WHAT YOU ARE ASKED TO DO =>
Return only the lines starting at the line that contains "Where can you find the floral" and ending with the final line of the listing; include both endpoints.
## start ITEMS
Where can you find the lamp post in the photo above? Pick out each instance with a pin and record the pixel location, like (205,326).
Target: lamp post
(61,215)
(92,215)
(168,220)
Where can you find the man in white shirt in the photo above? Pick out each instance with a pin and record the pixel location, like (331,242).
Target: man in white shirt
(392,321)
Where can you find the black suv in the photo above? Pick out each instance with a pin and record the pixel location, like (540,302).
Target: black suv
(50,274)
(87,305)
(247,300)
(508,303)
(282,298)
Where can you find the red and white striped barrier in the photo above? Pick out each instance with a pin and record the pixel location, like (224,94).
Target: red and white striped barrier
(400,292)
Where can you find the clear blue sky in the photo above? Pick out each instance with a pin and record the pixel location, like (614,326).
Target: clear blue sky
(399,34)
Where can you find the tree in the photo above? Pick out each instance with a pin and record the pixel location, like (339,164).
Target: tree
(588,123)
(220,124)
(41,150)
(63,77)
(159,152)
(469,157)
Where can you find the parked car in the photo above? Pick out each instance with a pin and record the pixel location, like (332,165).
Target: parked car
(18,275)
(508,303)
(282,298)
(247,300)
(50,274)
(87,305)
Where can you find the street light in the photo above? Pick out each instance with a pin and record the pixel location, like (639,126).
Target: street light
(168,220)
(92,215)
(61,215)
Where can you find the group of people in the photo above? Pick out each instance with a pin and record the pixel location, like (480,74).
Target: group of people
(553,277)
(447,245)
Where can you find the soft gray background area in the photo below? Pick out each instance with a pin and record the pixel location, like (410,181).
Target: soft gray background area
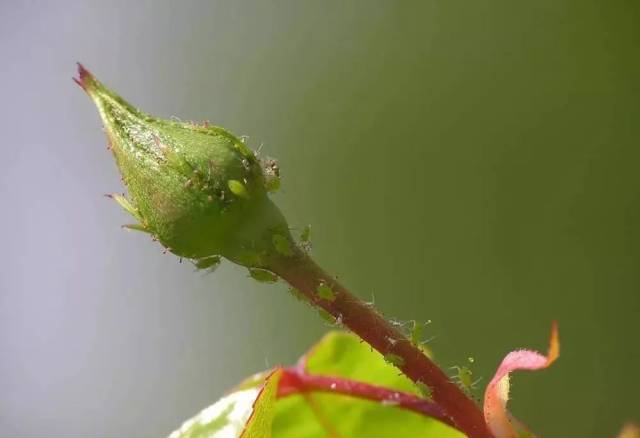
(473,163)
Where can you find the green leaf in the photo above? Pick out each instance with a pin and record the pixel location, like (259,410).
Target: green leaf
(246,412)
(321,414)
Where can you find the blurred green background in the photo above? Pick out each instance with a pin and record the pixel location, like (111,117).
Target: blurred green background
(470,162)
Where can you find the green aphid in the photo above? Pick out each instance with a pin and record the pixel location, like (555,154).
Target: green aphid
(210,263)
(124,203)
(305,236)
(394,359)
(423,389)
(238,189)
(282,245)
(262,275)
(271,172)
(325,292)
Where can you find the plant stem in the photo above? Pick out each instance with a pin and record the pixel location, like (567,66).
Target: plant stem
(296,380)
(301,272)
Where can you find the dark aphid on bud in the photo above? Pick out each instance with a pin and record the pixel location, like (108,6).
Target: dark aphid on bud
(198,189)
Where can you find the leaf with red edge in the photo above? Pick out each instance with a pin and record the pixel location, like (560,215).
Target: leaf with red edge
(497,392)
(247,412)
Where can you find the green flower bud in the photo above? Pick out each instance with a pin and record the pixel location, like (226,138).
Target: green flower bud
(198,189)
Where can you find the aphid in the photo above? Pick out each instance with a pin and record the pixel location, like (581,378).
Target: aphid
(282,245)
(305,238)
(210,263)
(271,172)
(263,275)
(325,292)
(464,378)
(238,189)
(124,203)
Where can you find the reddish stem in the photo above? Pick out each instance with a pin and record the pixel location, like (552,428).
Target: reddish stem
(296,380)
(305,275)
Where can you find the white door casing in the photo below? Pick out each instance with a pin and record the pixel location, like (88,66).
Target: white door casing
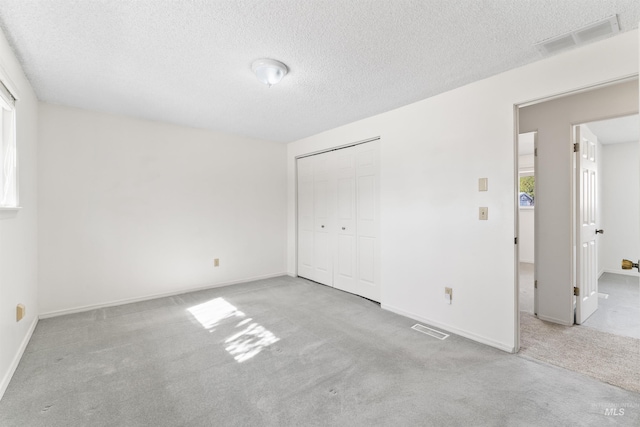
(586,237)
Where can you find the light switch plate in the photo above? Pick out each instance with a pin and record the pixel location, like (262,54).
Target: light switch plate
(483,213)
(20,312)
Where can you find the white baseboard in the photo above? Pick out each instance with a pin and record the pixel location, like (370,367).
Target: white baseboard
(81,309)
(554,320)
(448,328)
(633,273)
(16,359)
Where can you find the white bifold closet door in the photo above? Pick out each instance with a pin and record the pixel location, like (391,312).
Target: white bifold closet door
(338,219)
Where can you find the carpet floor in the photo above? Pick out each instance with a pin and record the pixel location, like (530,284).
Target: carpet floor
(614,359)
(286,352)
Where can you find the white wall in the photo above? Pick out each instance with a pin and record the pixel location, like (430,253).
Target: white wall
(620,189)
(18,240)
(132,208)
(432,154)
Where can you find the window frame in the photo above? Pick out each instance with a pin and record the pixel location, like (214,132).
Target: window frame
(522,173)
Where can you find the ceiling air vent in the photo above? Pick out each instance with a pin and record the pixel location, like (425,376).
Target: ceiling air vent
(592,32)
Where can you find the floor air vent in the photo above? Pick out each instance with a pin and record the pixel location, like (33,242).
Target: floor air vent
(429,331)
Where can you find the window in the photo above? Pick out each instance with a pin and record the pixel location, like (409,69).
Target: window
(8,157)
(527,193)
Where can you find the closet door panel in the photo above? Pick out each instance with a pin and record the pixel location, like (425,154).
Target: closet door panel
(367,223)
(305,217)
(345,256)
(323,212)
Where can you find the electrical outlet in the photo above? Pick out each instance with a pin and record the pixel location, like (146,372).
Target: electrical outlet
(448,295)
(484,214)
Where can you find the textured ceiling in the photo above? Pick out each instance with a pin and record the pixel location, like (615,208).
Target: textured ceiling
(189,62)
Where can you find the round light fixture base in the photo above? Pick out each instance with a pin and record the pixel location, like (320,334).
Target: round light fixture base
(269,71)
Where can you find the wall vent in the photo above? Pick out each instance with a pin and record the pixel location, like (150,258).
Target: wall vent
(589,33)
(429,331)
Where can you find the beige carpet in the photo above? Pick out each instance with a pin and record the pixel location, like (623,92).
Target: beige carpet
(607,357)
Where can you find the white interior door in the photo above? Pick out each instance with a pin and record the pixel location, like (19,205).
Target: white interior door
(586,242)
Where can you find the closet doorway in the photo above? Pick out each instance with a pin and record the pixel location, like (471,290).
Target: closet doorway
(338,218)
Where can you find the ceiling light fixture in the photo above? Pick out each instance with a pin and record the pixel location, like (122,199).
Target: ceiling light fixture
(269,71)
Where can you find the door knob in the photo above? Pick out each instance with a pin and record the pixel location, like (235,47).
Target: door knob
(628,265)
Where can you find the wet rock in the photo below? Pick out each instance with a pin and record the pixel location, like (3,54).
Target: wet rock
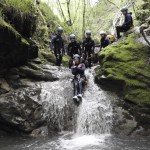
(33,66)
(38,75)
(4,86)
(41,132)
(20,112)
(36,61)
(124,123)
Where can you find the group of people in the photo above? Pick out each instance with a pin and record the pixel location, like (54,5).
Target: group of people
(82,56)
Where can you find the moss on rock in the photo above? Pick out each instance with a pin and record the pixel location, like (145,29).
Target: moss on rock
(126,61)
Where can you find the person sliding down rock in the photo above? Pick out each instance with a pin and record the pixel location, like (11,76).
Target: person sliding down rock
(104,41)
(57,45)
(88,47)
(128,23)
(73,48)
(79,80)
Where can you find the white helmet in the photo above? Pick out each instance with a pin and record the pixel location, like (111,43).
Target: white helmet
(124,9)
(88,32)
(72,36)
(60,29)
(76,56)
(102,32)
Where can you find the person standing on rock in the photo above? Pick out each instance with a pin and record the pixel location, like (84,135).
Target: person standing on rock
(128,23)
(88,47)
(104,41)
(57,45)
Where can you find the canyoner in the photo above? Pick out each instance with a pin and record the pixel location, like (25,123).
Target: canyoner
(78,69)
(88,47)
(57,45)
(73,48)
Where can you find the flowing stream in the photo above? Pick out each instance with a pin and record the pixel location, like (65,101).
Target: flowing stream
(84,127)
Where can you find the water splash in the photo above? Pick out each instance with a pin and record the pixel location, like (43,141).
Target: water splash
(95,113)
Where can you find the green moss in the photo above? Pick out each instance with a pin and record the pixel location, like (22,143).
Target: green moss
(139,97)
(127,61)
(20,5)
(11,29)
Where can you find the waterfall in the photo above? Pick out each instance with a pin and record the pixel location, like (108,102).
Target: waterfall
(92,116)
(95,112)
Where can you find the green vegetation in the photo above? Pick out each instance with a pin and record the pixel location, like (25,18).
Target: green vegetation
(126,61)
(21,5)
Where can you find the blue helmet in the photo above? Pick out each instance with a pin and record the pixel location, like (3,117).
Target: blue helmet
(72,36)
(88,32)
(60,29)
(124,9)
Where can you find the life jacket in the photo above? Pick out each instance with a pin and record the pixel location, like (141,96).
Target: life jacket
(111,38)
(105,42)
(88,44)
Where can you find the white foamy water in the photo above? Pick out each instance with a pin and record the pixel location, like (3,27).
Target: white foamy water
(95,112)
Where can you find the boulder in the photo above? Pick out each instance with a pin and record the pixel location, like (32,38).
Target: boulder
(20,112)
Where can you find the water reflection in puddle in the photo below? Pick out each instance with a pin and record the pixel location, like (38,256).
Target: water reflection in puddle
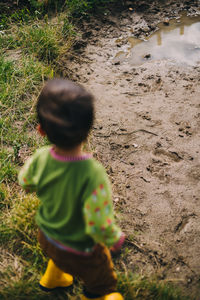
(180,41)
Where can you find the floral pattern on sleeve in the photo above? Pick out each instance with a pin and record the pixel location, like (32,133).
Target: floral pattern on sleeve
(99,218)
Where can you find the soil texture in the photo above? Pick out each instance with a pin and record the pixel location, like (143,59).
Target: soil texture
(147,135)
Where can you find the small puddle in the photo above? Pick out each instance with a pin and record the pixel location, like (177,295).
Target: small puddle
(178,41)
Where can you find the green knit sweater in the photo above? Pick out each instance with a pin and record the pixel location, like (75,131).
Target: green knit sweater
(76,207)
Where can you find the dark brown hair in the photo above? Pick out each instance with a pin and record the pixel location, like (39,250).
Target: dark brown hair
(65,112)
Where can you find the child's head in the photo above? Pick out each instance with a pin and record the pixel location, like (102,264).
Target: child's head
(65,112)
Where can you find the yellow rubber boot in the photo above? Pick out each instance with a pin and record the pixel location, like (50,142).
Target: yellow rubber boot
(112,296)
(54,278)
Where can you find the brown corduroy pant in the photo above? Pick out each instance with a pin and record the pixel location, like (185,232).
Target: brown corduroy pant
(96,270)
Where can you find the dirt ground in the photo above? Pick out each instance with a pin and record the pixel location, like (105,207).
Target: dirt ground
(147,136)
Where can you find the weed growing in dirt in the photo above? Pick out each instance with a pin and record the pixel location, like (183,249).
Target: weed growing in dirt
(32,40)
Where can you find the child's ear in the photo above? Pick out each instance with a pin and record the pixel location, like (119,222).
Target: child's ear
(40,130)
## end ITEMS
FINISHED ANSWER =>
Where can you find the floral pattern on sleeve in the photo above? Pick out each instance with a pin and record the pixel location, like (32,133).
Target: floral pattern on sleeve
(99,218)
Where can you find the soil texture in the photo above? Pick out each instance with a pin and record the pixel location, like (143,59).
Target: soil texture
(147,135)
Where can you find the small puddle in the photo above? Pick out each instance with a pin and record the pixel location, like (177,295).
Target: small puddle
(178,41)
Where can you find the green knit sweater in the photo above? Pick out each instance with a pin and record the pixel location, like (75,131).
Target: green knit sweater
(76,207)
Where can you find the dark brown hair in the photo above? Pick out each instance with a pin and record the pixel location, like (39,250).
Target: dark brown hair
(65,112)
Where can you find the child's head in the photo above? Pick out each instance with a pin and record the pixel location, like (102,264).
Target: child's head
(65,112)
Where can you find the yellow rubber boot in the photo above? Pick out each instance with a pin and record the pixel location, like (50,142).
Target: yellow rubber boot
(112,296)
(54,278)
Where can you find the brown corduroy pant in the photo above? Pick out each instance with a pin and record the pixel location, like (185,232).
Target: brown corduroy pant
(96,270)
Where can you find the dirt ground in the photo above? Pick out each instance with a pin and record the pixel location, like (105,207).
Target: dirt ground
(147,136)
Where can you find the weed growing in dirt in the photo above? Pick out each instance with a pin and record the pixel location, like (183,249).
Target: weed growing in dirt
(32,40)
Where can you find the child's ear in the photo above? Pick out each instance with a pin and record the pixel location, like (119,222).
Target: child's ear
(40,130)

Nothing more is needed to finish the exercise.